■ Stated goal: Give every line again exactly as it appears, please, but not the pictures.

■ Excerpts of pointing data:
━━━━

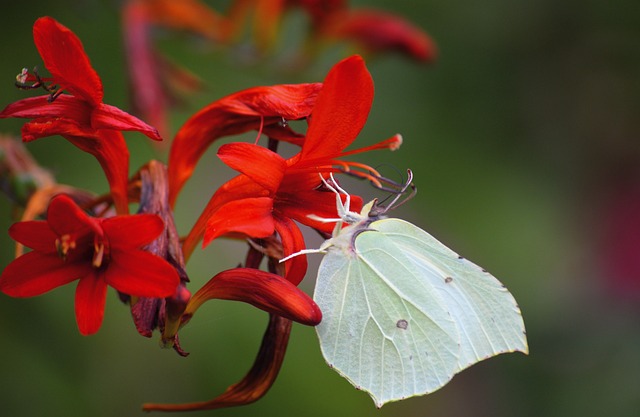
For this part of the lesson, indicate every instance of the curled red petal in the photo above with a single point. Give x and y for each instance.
(237, 113)
(235, 189)
(35, 273)
(292, 242)
(47, 126)
(341, 110)
(65, 217)
(110, 149)
(91, 296)
(249, 216)
(132, 231)
(66, 60)
(35, 234)
(141, 274)
(260, 164)
(258, 380)
(264, 290)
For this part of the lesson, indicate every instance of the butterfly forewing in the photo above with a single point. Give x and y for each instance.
(488, 318)
(384, 328)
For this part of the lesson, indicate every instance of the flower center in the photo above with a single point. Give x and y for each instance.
(64, 244)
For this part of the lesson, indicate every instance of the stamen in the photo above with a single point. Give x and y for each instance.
(260, 130)
(23, 80)
(98, 255)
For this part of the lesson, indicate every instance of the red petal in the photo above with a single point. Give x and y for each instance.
(36, 235)
(238, 113)
(91, 296)
(45, 127)
(260, 164)
(264, 290)
(110, 149)
(65, 217)
(257, 381)
(141, 274)
(35, 273)
(109, 117)
(341, 110)
(64, 57)
(64, 106)
(249, 216)
(292, 242)
(132, 231)
(237, 188)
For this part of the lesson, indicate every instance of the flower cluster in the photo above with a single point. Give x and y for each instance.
(74, 235)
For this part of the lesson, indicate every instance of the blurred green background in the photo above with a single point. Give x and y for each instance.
(525, 142)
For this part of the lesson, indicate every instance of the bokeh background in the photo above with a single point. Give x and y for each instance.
(525, 142)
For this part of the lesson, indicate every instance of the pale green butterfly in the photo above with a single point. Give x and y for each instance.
(402, 313)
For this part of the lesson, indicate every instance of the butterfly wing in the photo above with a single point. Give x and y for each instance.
(385, 328)
(487, 316)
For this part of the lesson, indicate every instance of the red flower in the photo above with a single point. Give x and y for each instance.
(259, 108)
(272, 192)
(80, 117)
(71, 246)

━━━━

■ Written response:
For this part of the lesson, indicate every instance of the curled red petal in the photo above with a single point. Give x and y for each instance.
(237, 113)
(235, 189)
(35, 273)
(292, 242)
(47, 126)
(341, 110)
(65, 217)
(110, 149)
(91, 296)
(249, 216)
(132, 231)
(66, 60)
(35, 234)
(141, 274)
(260, 164)
(258, 380)
(264, 290)
For this part of the lesson, indicate every instance of the butterfly forewing in the photo above with a single point. Give x and y for each instance.
(488, 318)
(384, 328)
For this part of the lesson, indicate every instance of the flower center in the photo above with a single point. Give x and y for each instance.
(64, 244)
For this part of the lesson, indicate every instance of the stamen in the photo above with a single point. Give x and y for each instance.
(260, 130)
(23, 80)
(98, 255)
For this part of the lesson, indicate every instance of the red petal in the photo above with a single point. Give x and y for each instance.
(36, 235)
(238, 113)
(91, 296)
(45, 127)
(260, 164)
(264, 290)
(110, 149)
(65, 217)
(257, 381)
(141, 274)
(35, 273)
(109, 117)
(341, 110)
(64, 57)
(64, 106)
(249, 216)
(292, 242)
(132, 231)
(237, 188)
For this part of the lesson, indicate every instance of the flower cluster in the photo above with a single point. Give x and y for each instance.
(74, 235)
For this part of the lesson, indicate every instance of the blurred green background in the photo above with a single point. Give x and y for each instance.
(525, 142)
For this part of the lesson, indicate every instance of the bokeh background in the photo above with a single point. Give x and y for each instance.
(525, 142)
For this part of the lesson, indicate every instance of the pale green butterfly in the photo above with a single point. Give x and y for each instance.
(402, 313)
For this part of the lesson, indicate every instance of the butterfly wing in the photo above with a single point. Give x and y for each instance.
(385, 328)
(487, 316)
For this part of the lesson, indicate every instance of the red flower in the photo above with a single point. Give x and y for each instance.
(259, 108)
(272, 192)
(80, 117)
(71, 246)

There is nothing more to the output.